▸ **PAGE EXTRACT**
------------------------
Sports Law – Rogue Agents | Davis Blank Furniss Solicitors

The recent alarming news reports of sports stars losing money on their financial investments and allegations of secret commissions paid to agents should serve as a warning to everyone involved in professional sports.

Players will often not understand (or even want to try to understand) the complexities of contractual transactions, so they sign with an agent and then rely on him (or her) for ‘personal advice’, ‘to develop their careers’ and for ‘financial advice’. The appointment of such agents involves the expectation of trust and good faith and means they owe fiduciary duties towards their clients.

During a player’s career he (or she) will be transferred from one club to another and may also be offered various personal commercial contracts, such as image rights licensing, endorsements deals, sponsorships and ambassador contracts.

Agents are often paid by way of a commission based on the amount of income earned by the player. The agent therefore has a vested interest in increasing the income of the player. One of the most common complaints against bad agents is that they engineer moves for a player, not as part of proper development of that player’s career, but simply to generate more commission for themselves,

Whilst he is earning, in a career that often brings high levels of income but is, by its nature, quite short-term, the player should also be encouraged to think about his retirement and therefore invest for the future.

On all these occasions the agent will be acting on behalf of the player and the player is the principal. In any transaction involving the agent’s services to the player the agent should only be receiving a commission from the player – because the agent should be acting in the player’s interest alone. If he is being paid by the other party he may be a servant with two masters at best – and at worst simply out for himself alone.

As regards the law, if an agent is taking payments from others as a result of his acting for the player, this must be disclosed to the player. Where the second payment is not so disclosed, such ‘double-dipping’ is a secret commission and illegal.
------------------------
▸ **RECORDS SHOWN**
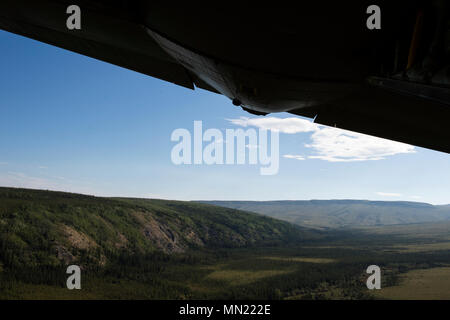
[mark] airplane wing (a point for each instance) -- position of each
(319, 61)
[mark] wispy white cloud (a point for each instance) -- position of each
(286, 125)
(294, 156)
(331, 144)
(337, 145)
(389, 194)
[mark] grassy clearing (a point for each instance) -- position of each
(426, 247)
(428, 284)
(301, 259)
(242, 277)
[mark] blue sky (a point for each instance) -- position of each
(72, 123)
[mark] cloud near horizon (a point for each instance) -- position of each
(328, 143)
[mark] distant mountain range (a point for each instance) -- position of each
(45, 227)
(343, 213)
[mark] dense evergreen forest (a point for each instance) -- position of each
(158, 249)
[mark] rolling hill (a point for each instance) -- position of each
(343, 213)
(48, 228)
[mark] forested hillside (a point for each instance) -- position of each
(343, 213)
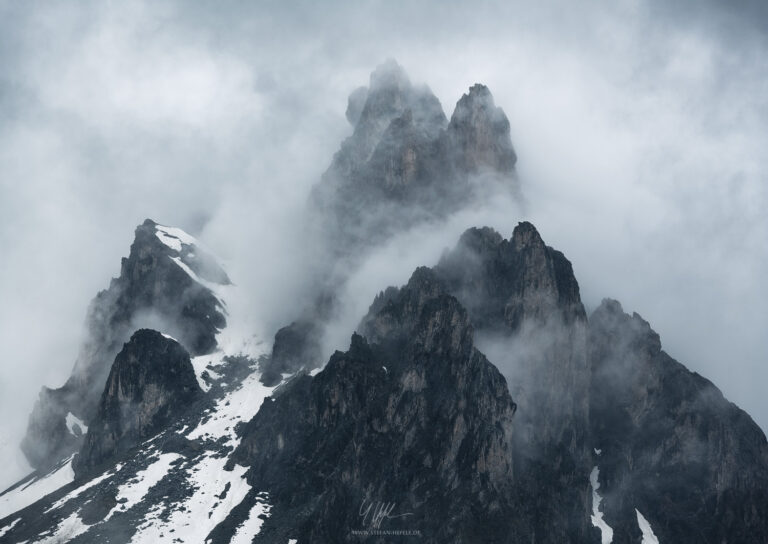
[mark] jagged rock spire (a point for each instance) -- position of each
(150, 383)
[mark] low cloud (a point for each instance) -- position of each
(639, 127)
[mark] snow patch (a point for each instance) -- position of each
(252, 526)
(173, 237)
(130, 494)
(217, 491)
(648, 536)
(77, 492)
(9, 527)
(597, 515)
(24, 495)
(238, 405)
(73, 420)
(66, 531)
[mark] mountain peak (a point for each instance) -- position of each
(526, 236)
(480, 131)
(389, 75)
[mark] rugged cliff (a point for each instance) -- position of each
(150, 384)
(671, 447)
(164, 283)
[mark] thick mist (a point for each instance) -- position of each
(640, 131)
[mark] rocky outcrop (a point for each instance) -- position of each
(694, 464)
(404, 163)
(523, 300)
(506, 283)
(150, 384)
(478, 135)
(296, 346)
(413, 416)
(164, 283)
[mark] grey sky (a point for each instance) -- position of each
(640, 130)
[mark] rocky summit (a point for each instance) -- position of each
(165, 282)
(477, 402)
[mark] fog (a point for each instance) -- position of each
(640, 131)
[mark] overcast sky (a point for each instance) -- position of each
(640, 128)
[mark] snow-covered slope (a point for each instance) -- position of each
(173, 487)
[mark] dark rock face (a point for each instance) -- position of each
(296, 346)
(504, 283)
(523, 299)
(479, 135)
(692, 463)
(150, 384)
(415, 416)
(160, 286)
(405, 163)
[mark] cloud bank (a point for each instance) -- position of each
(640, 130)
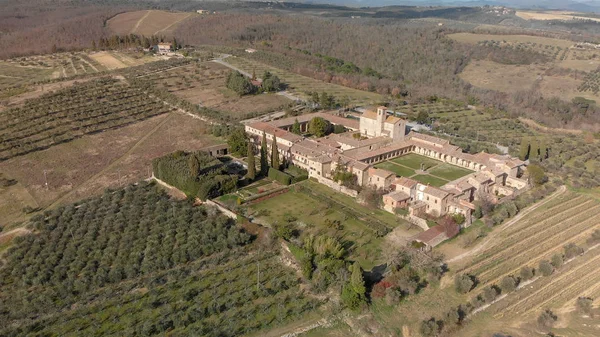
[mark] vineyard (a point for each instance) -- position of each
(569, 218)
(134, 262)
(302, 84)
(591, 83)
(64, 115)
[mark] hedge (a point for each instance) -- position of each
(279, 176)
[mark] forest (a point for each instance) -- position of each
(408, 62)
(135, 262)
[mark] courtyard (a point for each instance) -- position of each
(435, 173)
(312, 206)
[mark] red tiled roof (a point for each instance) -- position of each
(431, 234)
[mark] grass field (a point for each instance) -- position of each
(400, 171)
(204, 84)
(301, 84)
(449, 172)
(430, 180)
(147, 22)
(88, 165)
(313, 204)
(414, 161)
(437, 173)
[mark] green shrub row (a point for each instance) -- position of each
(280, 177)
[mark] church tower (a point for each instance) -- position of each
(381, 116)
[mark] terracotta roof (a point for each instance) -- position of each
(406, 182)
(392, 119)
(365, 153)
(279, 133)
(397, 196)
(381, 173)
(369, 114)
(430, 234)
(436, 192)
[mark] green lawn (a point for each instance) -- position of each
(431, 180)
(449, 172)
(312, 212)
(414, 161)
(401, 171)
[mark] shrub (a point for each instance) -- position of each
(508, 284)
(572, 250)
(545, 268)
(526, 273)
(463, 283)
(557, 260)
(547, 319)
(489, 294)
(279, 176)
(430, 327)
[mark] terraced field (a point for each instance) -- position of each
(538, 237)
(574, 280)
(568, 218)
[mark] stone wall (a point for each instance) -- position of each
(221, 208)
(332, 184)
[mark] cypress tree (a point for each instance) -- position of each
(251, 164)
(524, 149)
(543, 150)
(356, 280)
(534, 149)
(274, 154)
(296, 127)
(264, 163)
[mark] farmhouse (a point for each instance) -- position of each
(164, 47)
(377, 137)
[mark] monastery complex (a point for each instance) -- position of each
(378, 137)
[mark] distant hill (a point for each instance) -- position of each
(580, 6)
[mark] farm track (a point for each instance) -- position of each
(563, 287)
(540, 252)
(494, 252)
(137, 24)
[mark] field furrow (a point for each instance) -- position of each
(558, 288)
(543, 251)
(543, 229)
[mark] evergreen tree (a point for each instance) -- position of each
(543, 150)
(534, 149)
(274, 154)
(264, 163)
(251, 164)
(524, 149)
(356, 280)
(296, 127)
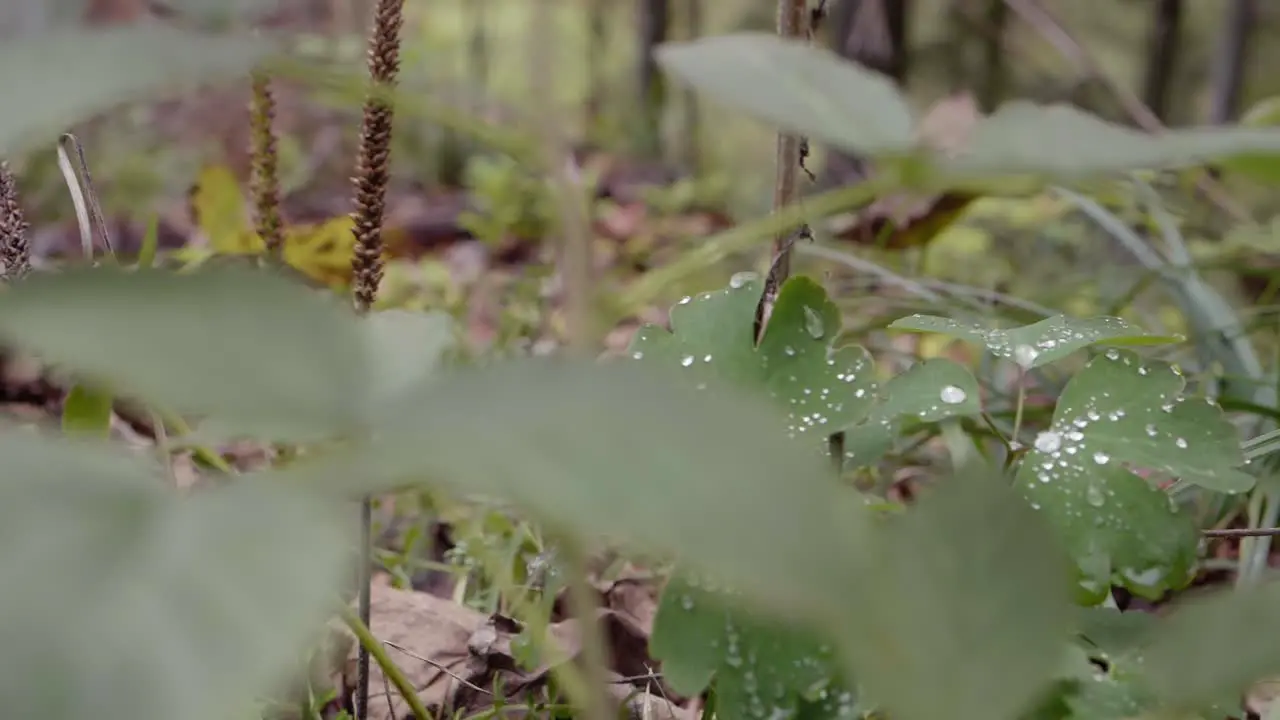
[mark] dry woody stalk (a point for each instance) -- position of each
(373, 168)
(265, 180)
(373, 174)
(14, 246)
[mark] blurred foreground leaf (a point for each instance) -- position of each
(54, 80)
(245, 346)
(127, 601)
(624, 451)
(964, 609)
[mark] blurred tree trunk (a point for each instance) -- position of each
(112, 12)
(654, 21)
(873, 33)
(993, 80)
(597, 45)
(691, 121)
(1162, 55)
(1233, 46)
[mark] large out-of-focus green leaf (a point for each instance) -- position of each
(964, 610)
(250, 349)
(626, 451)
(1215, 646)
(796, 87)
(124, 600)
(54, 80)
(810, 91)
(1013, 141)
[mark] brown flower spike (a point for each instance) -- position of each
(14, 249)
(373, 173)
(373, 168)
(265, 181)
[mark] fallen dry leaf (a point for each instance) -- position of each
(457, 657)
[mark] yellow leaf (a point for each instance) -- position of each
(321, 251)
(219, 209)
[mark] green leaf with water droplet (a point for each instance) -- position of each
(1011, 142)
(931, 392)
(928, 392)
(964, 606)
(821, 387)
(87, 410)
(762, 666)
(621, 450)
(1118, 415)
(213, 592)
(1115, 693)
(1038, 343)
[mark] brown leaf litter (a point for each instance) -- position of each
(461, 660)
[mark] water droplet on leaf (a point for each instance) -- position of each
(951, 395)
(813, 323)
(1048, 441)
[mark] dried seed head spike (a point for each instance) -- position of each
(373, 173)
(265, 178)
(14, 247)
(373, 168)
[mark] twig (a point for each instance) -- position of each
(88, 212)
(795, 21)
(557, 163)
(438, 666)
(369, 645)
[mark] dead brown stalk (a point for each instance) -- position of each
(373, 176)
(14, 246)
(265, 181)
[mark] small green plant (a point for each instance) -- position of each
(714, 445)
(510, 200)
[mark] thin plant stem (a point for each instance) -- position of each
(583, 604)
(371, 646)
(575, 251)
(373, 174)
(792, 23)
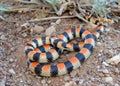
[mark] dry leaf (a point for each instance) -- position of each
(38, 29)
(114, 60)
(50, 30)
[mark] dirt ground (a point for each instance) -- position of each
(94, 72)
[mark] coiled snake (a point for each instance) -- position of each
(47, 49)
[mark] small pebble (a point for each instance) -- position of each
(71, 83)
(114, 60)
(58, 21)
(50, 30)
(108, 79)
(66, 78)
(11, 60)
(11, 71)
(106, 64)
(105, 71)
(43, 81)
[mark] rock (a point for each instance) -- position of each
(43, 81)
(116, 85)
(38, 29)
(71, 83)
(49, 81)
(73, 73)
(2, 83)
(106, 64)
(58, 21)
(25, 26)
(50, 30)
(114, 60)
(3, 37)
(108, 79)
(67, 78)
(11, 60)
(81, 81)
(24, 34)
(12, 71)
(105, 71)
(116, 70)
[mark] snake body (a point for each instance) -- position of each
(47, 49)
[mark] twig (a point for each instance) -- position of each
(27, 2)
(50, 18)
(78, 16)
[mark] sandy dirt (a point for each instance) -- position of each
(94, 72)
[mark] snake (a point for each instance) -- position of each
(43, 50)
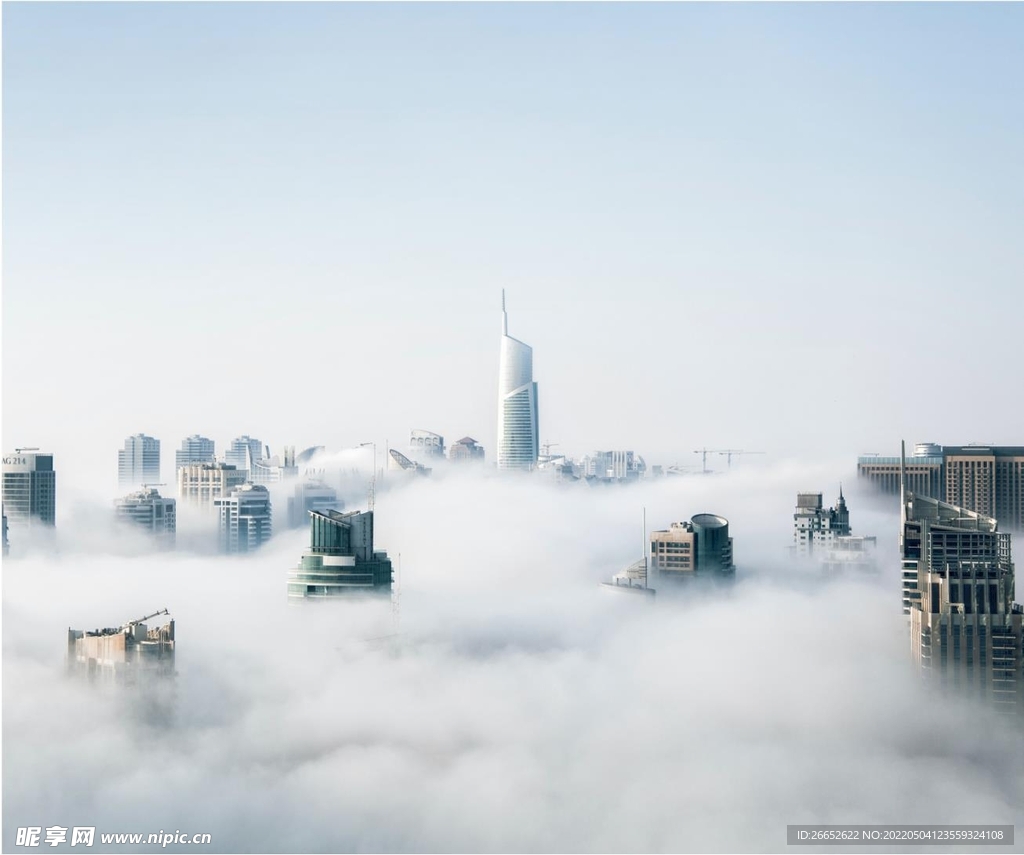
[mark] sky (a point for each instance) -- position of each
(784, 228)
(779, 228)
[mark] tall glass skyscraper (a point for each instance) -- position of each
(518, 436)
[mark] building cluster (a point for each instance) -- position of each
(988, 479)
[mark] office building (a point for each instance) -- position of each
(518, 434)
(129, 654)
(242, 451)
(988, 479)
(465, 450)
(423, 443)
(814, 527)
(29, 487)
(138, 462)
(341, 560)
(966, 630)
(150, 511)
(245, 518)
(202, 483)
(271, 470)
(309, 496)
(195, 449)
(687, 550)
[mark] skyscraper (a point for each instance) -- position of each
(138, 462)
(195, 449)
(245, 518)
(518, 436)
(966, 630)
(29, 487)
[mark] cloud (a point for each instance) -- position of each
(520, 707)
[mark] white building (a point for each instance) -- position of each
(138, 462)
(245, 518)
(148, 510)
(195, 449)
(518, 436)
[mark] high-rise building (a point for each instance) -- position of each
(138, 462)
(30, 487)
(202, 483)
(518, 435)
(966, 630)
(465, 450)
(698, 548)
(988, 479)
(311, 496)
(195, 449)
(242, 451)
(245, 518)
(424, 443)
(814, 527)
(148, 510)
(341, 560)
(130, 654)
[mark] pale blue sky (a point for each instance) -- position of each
------------------------
▸ **TASKS**
1. Rewrite the stretch of the rogue sports agents article from "Players will often" through "towards their clients.", swapping "Players" for "Athletes".
2. Carry on the article about rogue sports agents from its last sentence.
The lines have nothing to do with the article on rogue sports agents.

▸ **OUTPUTS FOR THE TASKS**
1.
Athletes will often not understand (or even want to try to understand) the complexities of contractual transactions, so they sign with an agent and then rely on him (or her) for ‘personal advice’, ‘to develop their careers’ and for ‘financial advice’. The appointment of such agents involves the expectation of trust and good faith and means they owe fiduciary duties towards their clients.

2.
There is also the criminal offence of bribery, which many people don’t realise applies to commercial arrangements with agents. The law was much strengthened in the 2011 Bribery Act. However such conduct has always been a criminal as well as a civil wrong.

A succinct definition of bribery by payment of secret commissions is as follows:

“Bribery is committed where one person makes, or agrees to make, a payment to the agent of another person with whom he is dealing without the knowledge and consent of the agent’s principal”. – Briggs J, in Ross River Ltd v Cambridge City FC [2008].

And in the case of Petrotrade Inc. v Smith [2000] Steel J gave the following definition of a bribe under the civil law:

“For the purposes of the civil law a bribe means the payment of a secret commission, which only means:

(i) that the person making the payment makes it to the agent of the other person with whom he is dealing;

(ii) that he makes it to that person knowing that that person is acting as the agent of the other person with whom he is dealing; and

(iii) that he fails to disclose to the other person with whom he is dealing that he has made that payment to the person whom he knows to be the other person’s agent.”

Agents (when recommending financial products for their players) have in the past been tempted to take such secret profits as ‘introducer fees’ based on the commission earned by the company selling the financial product to the player.

If you are an honest agent – any such fees must be disclosed up front to the player. Whether you or the player keep them, or whether they are split or waived and invested back into the product, can then be discussed with the player.

Not disclosing them or trying to satisfy your fiduciary duties by including a general clause allowing you to keep any and all such future fees or commissions in the small print of your contract with the player (without giving him any idea of their value or when you are actually taking them), may well get you into a lot of trouble.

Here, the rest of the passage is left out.